═════ TEXTE DE LA PAGE ═════

L’été 2024 a été marqué par des mobilisations populaires massives au Bangladesh. Elles ont contraint la Première ministre, Sheikh Hasina, en poste depuis 2009, à fuir le pays et à démissionner. Initiées dans les universités de Dacca début juin, elles ont comme point de départ le rejet de la restauration de quotas dans la fonction publique. Pour le résumer, ceux-ci allaient largement favoriser les membres du parti de S. Hasina aux dépens d’un accès universel à ces postes. Dans un contexte socio-économique où près de 40% des 15-29 ans sont sans activité, la fonction publique est un réservoir d’emplois et apparaît comme un refuge pour les jeunes. Fin juillet, du fait de la répression très forte opposée aux manifestant·es, et de l’aggravation de la pratique du pouvoir autoritaire et cliéntéliste de S. Hasina, les protestations gagnent, par solida rité, l’ensemble de la population bangladaise. Le gouvernement coupe Internet, empêchant ainsi toute communication pendant plusieurs jours tandis que l’Armée, mais surtout la Police et les forces miliciennes liées à S. Hasina se livrent à un déchaînement de violence contre toute forme de contestation. Le bilan humain sera le plus lourd jamais connu depuis l’Indépendance en 1971 : près de 400 personnes ont été tuées, et des milliers ont été arrêtées et emprisonnées, ou ont disparu.

═════

VOTRE OBJECTIF:
Reprenez le texte sur les mobilisations de l'été 2024 au Bangladesh à partir de sa dernière phrase et prolongez-le.

═════ DONNÉES FOURNIES ═════

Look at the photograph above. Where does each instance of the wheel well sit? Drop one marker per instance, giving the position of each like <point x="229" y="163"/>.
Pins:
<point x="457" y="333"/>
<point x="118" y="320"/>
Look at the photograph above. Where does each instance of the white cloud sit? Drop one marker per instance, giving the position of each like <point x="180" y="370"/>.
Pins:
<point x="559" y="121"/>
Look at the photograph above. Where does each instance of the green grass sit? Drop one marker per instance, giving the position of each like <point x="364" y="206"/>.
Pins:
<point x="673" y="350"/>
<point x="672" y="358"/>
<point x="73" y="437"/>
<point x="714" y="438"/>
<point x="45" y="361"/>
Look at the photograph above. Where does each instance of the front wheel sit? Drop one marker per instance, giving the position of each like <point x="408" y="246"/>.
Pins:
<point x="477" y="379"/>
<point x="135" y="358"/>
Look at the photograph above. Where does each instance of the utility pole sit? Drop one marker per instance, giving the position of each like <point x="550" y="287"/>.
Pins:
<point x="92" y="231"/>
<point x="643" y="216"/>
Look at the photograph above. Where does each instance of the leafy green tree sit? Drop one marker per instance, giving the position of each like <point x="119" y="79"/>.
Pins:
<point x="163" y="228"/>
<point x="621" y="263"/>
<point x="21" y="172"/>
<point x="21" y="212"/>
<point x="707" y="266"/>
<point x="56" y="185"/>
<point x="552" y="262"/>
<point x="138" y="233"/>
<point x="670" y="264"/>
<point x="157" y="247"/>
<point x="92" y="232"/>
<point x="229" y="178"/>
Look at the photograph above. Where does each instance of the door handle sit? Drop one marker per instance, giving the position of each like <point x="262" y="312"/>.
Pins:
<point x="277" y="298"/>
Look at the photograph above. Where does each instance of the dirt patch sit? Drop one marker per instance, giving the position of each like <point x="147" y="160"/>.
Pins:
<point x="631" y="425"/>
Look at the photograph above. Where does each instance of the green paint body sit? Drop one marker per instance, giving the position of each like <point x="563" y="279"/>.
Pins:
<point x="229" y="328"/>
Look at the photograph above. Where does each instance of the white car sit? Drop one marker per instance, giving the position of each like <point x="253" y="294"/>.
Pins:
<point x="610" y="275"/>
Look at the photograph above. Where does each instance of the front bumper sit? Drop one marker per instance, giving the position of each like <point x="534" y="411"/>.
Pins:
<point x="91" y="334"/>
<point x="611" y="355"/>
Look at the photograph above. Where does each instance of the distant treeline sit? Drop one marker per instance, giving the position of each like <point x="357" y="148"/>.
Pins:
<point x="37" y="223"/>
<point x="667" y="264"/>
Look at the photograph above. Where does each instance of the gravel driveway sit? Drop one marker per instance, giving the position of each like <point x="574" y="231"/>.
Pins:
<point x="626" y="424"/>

═════

RÉPONSE PROPOSÉE:
Dépourvue d’accès universel aux ressources, une société rendue structurellement violente
Lors de sa première élection en 2009, Sheikh Hasina, cheffe de la Ligue Awami (LA) avait pourtant été élue avec le soutien massif des étudiant·es. Ceux et celles-ci souhaitaient tourner la page du gouvernement de Khaleda Zia, leader du Bangladesh Nationalist Party (BNP) jugé trop conservateur, clientéliste et autoritaire. Il s’agissait là d’un retour aux affaires de S. Hasina, déjà Première ministre de 1996 à 2001. De fait, le vie politique bangladaise est articulée autour de ces deux grands partis selon une alternance partidaire qui s’est cristallisée dans les années 1970. En dehors des périodes de dictature militaire (1975-1978 ; 1982-1986 ; 1990-1991), la LA et le BNP exercent le pouvoir à tour de rôles.
Mais les passations de pouvoir entre ces deux forces n’ont jamais été pacifiques. Elles s’accompagnent systématiquement de la répression, voire de l’assassinat, du personnel politique du camp adverse. Pour la période récente, depuis 2009, la LA a fait emprisonner les cadres du BNP, notamment Khaleda Zia. Elle a également décimé la Bangladesh Jamaat-e-Islami (JI), parti islamique conservateur plutôt proche du BNP. Ses membres ont été arrêtés, assassinés, interdits de participer aux élections à partir de 2013, avant une interdiction totale du parti le 1er août 2024.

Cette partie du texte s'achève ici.